## Document passage
□ □ □ □ □

There are only two other collections that I remained devoted to and used regularly….our library of books and my needlepoint collection. All of those design books I have been been hoarding over the years became my regular textbooks…as I studied every photo time and time again. I admired, critiqued, and learned from every square inch of each text. My needlepoint was my sanity savior. I have said this numerous times over the past many decades, there is nothing like filling in a flower, an area of background, or finishing one particular color to make you feel like you have accomplished something huge in your day. I needlepointed a great deal during 2020, finishing over 35 projects. It was my meditation and I loved every minute of it.
As we ended a full year of living at home, our suitcases left untouched, our closets full of unworn clothes…this very important year in the history of our planet, as we coped with a global pandemic, things changed for everyone around the world. As families across the globe lost loved ones (including our own family, losing one of our most loved)…we realized we needed less, we needed less square footage to store all the things we never used, we needed less land we never walked upon. For the first time, instead of actively seeking our next adventures outside of the home…we just needed to be home. Home was safe, staying home kept others safe. We were on the team trying to help stop the spread of the virus. We needed less house, less stuff, and maybe that looked a little different than all the visions we had for so long.

□ □ □ □ □

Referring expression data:
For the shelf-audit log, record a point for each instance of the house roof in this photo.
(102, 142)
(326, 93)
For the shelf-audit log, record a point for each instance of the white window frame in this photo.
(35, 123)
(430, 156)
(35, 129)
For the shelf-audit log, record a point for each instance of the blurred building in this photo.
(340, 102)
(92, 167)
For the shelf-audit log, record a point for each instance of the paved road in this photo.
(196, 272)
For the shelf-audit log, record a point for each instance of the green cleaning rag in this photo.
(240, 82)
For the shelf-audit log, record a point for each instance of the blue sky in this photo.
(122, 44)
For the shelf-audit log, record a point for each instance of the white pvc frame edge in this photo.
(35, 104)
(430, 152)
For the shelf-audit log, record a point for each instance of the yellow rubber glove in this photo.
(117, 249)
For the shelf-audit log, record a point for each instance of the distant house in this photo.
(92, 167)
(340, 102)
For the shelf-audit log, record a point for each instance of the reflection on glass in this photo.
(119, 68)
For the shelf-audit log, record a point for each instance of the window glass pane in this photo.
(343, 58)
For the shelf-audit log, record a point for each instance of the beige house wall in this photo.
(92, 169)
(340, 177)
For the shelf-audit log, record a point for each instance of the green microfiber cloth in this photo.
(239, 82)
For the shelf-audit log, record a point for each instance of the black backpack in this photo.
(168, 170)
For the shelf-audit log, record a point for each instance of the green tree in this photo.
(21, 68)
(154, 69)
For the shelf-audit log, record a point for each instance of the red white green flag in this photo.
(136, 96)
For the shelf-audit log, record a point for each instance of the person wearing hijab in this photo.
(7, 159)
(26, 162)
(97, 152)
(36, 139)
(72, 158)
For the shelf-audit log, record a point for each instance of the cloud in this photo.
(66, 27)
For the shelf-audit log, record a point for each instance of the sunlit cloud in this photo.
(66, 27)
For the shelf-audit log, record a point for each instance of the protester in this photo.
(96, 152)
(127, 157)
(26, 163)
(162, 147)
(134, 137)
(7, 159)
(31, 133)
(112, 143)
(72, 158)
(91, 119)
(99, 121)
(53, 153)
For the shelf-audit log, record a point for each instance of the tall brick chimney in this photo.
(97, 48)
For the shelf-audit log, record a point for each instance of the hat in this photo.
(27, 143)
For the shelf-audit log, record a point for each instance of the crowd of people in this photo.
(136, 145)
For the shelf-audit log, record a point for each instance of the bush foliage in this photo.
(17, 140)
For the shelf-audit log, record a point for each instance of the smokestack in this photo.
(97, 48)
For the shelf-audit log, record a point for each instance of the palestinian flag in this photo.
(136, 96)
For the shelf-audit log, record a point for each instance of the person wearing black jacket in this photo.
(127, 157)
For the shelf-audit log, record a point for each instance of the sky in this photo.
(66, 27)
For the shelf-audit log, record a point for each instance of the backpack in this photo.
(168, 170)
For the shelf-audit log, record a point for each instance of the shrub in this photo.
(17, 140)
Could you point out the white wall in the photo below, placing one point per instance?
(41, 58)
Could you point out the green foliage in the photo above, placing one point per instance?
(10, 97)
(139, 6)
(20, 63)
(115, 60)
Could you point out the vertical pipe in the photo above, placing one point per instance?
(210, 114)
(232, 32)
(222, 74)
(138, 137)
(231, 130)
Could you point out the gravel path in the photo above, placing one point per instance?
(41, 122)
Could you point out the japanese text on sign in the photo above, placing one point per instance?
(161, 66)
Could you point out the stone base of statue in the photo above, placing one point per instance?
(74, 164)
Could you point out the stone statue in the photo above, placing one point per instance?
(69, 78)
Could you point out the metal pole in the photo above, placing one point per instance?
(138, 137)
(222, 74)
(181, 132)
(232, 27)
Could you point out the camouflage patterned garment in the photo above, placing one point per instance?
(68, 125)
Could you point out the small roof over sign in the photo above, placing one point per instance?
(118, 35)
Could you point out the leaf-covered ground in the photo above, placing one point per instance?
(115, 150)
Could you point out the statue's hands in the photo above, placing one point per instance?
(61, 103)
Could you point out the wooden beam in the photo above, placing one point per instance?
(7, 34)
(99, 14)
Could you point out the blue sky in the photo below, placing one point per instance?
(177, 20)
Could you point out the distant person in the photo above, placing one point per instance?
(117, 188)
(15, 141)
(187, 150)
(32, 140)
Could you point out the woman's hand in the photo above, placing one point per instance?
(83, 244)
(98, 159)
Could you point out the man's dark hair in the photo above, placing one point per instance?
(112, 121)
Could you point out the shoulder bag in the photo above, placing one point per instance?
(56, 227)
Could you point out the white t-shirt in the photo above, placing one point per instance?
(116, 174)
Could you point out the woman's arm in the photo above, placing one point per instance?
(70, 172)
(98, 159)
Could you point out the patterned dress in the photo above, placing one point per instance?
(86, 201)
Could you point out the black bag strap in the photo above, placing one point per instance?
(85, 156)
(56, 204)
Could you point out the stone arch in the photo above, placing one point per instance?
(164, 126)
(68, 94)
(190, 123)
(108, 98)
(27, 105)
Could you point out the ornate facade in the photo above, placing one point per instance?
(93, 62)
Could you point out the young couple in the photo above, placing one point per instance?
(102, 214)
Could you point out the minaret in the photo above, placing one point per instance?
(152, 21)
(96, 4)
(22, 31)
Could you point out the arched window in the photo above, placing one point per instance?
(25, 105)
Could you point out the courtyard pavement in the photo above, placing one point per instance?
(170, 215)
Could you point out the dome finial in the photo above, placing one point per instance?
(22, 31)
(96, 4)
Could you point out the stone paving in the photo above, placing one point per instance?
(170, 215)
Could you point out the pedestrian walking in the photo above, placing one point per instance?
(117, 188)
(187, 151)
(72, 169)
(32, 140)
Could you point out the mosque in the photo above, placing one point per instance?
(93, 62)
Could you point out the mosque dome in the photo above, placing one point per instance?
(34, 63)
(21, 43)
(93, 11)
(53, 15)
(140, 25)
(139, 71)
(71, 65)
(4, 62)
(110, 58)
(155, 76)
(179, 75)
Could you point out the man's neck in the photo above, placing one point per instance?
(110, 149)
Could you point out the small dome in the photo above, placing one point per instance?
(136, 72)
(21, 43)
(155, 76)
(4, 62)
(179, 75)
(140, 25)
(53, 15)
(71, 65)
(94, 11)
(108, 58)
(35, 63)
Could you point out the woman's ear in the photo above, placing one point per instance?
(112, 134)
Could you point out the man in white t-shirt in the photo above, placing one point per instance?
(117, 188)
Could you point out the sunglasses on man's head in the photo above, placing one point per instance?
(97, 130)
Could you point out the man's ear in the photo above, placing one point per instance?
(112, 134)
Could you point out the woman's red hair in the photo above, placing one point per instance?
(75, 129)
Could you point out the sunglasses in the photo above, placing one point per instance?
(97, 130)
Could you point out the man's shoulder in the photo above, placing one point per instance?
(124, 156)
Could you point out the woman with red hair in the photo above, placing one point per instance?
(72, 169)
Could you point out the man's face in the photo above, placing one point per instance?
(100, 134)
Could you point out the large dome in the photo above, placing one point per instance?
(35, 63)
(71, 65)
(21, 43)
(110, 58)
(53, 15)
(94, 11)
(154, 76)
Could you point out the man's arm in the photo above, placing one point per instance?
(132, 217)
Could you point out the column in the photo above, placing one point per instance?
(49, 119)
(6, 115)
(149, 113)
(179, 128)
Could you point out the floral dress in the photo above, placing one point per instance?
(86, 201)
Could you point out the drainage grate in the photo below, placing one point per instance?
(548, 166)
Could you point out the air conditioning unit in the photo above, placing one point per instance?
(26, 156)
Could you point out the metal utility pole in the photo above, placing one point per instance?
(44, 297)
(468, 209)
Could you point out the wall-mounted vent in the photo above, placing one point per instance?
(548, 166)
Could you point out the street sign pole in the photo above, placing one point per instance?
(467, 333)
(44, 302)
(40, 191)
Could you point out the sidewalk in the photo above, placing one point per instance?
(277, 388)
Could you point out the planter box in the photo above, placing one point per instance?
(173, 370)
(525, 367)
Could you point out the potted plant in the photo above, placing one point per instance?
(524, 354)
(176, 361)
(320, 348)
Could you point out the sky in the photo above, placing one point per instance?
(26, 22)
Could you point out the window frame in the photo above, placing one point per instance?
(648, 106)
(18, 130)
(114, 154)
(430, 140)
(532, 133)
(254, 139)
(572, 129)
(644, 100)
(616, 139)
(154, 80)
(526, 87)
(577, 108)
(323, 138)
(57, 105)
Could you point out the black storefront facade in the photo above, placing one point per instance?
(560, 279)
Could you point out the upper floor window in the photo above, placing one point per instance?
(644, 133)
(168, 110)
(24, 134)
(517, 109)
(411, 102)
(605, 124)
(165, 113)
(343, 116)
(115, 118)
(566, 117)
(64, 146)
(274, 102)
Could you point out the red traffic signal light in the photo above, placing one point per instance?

□ □ □ □ □

## Task to carry out
Please retype the pandemic-year passage word for word, from start to finish. You won't need any of the entries.

## Response below
There are only two other collections that I remained devoted to and used regularly….our library of books and my needlepoint collection. All of those design books I have been been hoarding over the years became my regular textbooks…as I studied every photo time and time again. I admired, critiqued, and learned from every square inch of each text. My needlepoint was my sanity savior. I have said this numerous times over the past many decades, there is nothing like filling in a flower, an area of background, or finishing one particular color to make you feel like you have accomplished something huge in your day. I needlepointed a great deal during 2020, finishing over 35 projects. It was my meditation and I loved every minute of it.
As we ended a full year of living at home, our suitcases left untouched, our closets full of unworn clothes…this very important year in the history of our planet, as we coped with a global pandemic, things changed for everyone around the world. As families across the globe lost loved ones (including our own family, losing one of our most loved)…we realized we needed less, we needed less square footage to store all the things we never used, we needed less land we never walked upon. For the first time, instead of actively seeking our next adventures outside of the home…we just needed to be home. Home was safe, staying home kept others safe. We were on the team trying to help stop the spread of the virus. We needed less house, less stuff, and maybe that looked a little different than all the visions we had for so long.